— TEXTO APRESENTADO —
━━━━━━━━━━
(Dois orçamentos
aprovados, reposição de normalidades passadas, contenção orçamental algo
maquilhada e com danos colaterais evidentes mas eficaz, alguns percalços
superados a custo, efeito surpresa garantido a nível interno e externo, mas será do interesse das forças políticas à
esquerda pesar bem as fragilidades insanáveis do acordo parlamentar)
Como me dizia há dias amigo próximo, em pleno turbilhão da malfadada TSU, um
ano já cá canta em termos de distensão política e de ar mais respirável e o que
é inquestionável é que o quadro das combinações políticas de âmbito parlamentar
foi seriamente abanado, desfeito que está o tabu de que a esquerda não se
entendia. Mas Pacheco Pereira tem razão quando alerta as três forças políticas,
sobretudo o PCP e o Bloco que uma coisa são os pronunciamentos declarativos,
outra bem diferente são decisões com implicações diretas e imediatas na governação
com o PS ao leme. De facto, PCP e Bloco têm toda a liberdade de se atirar, por
exemplo, ao euro, ao fardo da dívida, à inconsistência dos diretórios europeus.
━━━━━━━━━━
— Registos —

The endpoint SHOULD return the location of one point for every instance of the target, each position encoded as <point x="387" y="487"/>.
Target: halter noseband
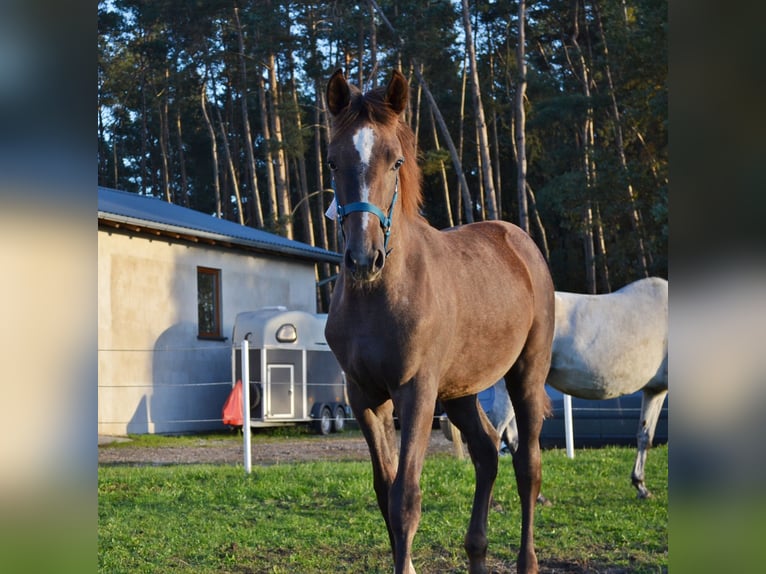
<point x="364" y="206"/>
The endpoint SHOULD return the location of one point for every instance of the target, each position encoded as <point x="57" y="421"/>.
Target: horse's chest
<point x="377" y="353"/>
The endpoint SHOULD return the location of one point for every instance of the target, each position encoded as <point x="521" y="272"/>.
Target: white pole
<point x="568" y="432"/>
<point x="246" y="404"/>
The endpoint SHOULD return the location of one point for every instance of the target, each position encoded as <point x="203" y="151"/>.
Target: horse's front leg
<point x="414" y="402"/>
<point x="526" y="388"/>
<point x="651" y="406"/>
<point x="483" y="442"/>
<point x="376" y="422"/>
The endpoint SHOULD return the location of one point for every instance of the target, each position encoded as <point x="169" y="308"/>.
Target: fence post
<point x="246" y="404"/>
<point x="568" y="431"/>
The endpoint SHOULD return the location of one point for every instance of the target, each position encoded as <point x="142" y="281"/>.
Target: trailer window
<point x="209" y="302"/>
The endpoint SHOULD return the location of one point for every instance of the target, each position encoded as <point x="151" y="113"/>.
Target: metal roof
<point x="141" y="213"/>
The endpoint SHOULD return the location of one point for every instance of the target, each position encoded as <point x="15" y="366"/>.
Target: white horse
<point x="607" y="346"/>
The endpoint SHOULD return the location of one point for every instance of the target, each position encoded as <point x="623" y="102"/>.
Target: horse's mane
<point x="372" y="107"/>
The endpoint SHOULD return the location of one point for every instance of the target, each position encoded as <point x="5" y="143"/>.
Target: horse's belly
<point x="587" y="384"/>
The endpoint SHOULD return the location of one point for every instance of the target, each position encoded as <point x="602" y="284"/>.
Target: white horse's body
<point x="607" y="346"/>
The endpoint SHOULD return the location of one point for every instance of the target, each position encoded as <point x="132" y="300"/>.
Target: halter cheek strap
<point x="364" y="206"/>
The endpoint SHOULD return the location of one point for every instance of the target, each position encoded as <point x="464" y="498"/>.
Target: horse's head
<point x="364" y="155"/>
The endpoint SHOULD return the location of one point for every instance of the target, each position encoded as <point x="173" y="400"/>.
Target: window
<point x="209" y="302"/>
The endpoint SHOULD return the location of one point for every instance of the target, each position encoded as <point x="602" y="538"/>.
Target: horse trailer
<point x="294" y="377"/>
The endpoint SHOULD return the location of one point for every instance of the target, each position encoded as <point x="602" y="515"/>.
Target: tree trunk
<point x="280" y="168"/>
<point x="214" y="147"/>
<point x="634" y="213"/>
<point x="162" y="108"/>
<point x="520" y="123"/>
<point x="589" y="168"/>
<point x="461" y="136"/>
<point x="481" y="123"/>
<point x="543" y="242"/>
<point x="252" y="174"/>
<point x="305" y="211"/>
<point x="439" y="119"/>
<point x="443" y="171"/>
<point x="270" y="178"/>
<point x="181" y="158"/>
<point x="230" y="164"/>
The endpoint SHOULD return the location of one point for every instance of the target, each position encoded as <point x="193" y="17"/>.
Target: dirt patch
<point x="276" y="451"/>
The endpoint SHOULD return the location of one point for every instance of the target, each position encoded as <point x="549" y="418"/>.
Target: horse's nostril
<point x="380" y="260"/>
<point x="350" y="262"/>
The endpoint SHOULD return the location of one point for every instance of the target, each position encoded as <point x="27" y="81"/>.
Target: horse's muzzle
<point x="365" y="266"/>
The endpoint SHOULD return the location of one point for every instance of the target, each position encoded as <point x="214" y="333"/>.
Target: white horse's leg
<point x="651" y="406"/>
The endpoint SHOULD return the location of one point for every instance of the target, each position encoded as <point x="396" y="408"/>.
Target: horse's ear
<point x="338" y="93"/>
<point x="397" y="92"/>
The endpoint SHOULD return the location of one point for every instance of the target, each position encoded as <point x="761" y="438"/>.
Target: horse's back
<point x="503" y="300"/>
<point x="610" y="345"/>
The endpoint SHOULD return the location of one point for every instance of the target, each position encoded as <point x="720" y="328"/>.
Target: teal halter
<point x="364" y="206"/>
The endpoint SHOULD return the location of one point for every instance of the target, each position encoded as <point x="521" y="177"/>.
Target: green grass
<point x="322" y="517"/>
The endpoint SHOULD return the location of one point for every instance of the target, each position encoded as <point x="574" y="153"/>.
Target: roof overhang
<point x="184" y="234"/>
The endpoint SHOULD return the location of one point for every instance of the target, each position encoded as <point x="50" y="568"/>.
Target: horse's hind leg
<point x="377" y="425"/>
<point x="651" y="406"/>
<point x="526" y="387"/>
<point x="483" y="442"/>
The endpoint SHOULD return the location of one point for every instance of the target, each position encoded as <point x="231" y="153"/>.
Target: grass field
<point x="322" y="517"/>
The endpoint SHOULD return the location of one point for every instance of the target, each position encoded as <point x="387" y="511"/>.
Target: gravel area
<point x="273" y="451"/>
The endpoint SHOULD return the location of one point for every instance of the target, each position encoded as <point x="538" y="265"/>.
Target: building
<point x="170" y="283"/>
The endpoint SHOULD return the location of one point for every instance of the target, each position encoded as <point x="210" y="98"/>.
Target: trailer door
<point x="281" y="390"/>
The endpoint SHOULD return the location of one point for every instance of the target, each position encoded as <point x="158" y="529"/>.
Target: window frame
<point x="217" y="311"/>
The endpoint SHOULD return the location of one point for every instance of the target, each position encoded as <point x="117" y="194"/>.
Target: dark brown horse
<point x="420" y="314"/>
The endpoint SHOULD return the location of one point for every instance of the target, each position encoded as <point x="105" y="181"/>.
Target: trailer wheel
<point x="339" y="422"/>
<point x="323" y="425"/>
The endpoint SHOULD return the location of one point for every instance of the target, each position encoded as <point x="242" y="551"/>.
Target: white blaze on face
<point x="363" y="141"/>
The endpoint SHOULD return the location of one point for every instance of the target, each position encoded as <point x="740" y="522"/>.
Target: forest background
<point x="550" y="114"/>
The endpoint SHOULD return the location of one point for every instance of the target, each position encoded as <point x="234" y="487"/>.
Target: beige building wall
<point x="154" y="374"/>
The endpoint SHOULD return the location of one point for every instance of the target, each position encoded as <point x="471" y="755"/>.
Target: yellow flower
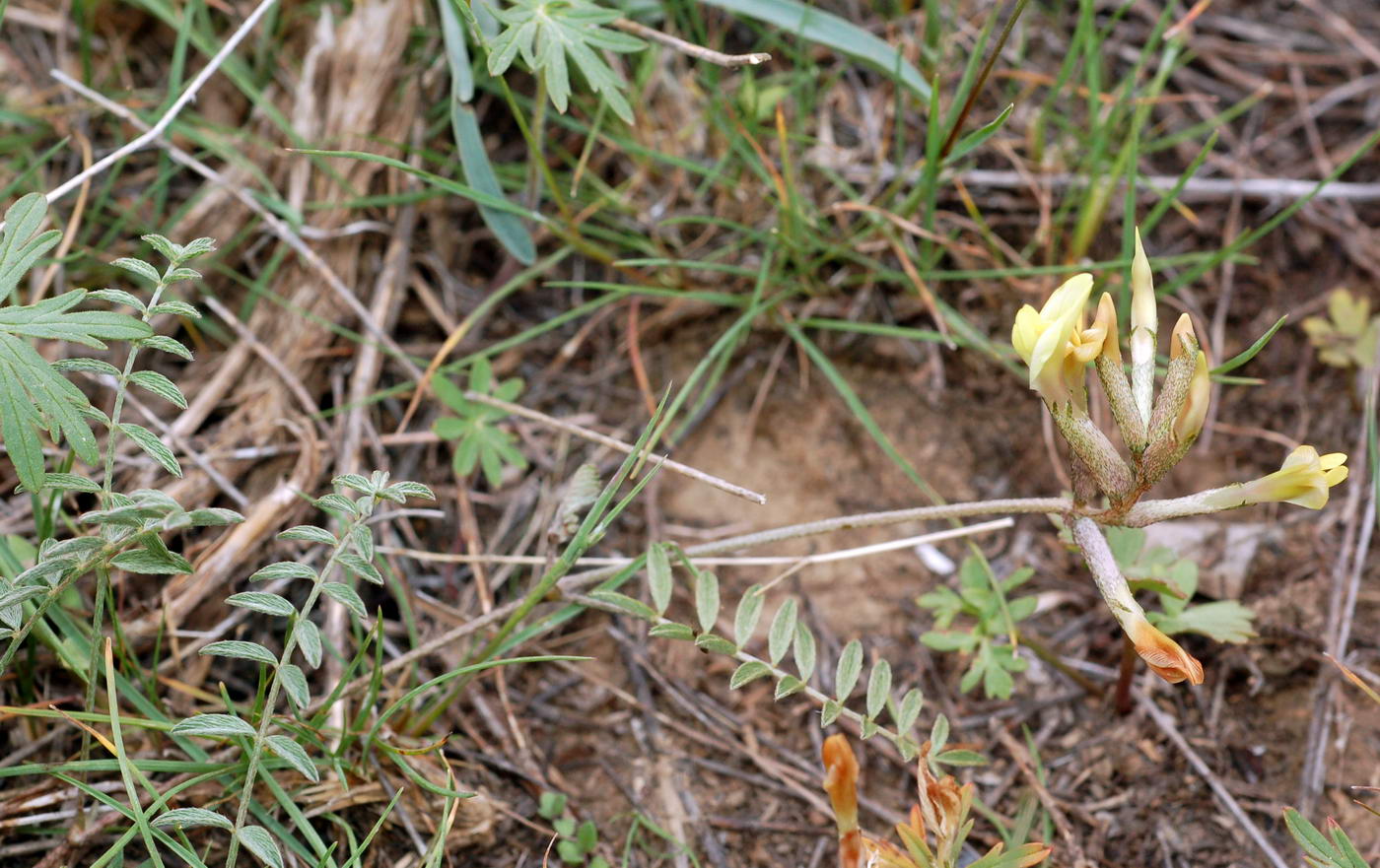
━━━━━━━━━━
— OBJETIVOS —
1) No texto apresentado, quem alerta as três forças políticas?
2) Substitua "Bloco" por "Bloco de Esquerda" e reescreva o trecho do texto apresentado entre "Como me dizia" e "dos diretórios europeus.", inclusive.

— RESPOSTAS ESPERADAS —
1) Pacheco Pereira.

2)
Como me dizia há dias amigo próximo, em pleno turbilhão da malfadada TSU, um
ano já cá canta em termos de distensão política e de ar mais respirável e o que
é inquestionável é que o quadro das combinações políticas de âmbito parlamentar
foi seriamente abanado, desfeito que está o tabu de que a esquerda não se
entendia. Mas Pacheco Pereira tem razão quando alerta as três forças políticas,
sobretudo o PCP e o Bloco de Esquerda que uma coisa são os pronunciamentos declarativos,
outra bem diferente são decisões com implicações diretas e imediatas na governação
com o PS ao leme. De facto, PCP e Bloco de Esquerda têm toda a liberdade de se atirar, por
exemplo, ao euro, ao fardo da dívida, à inconsistência dos diretórios europeus.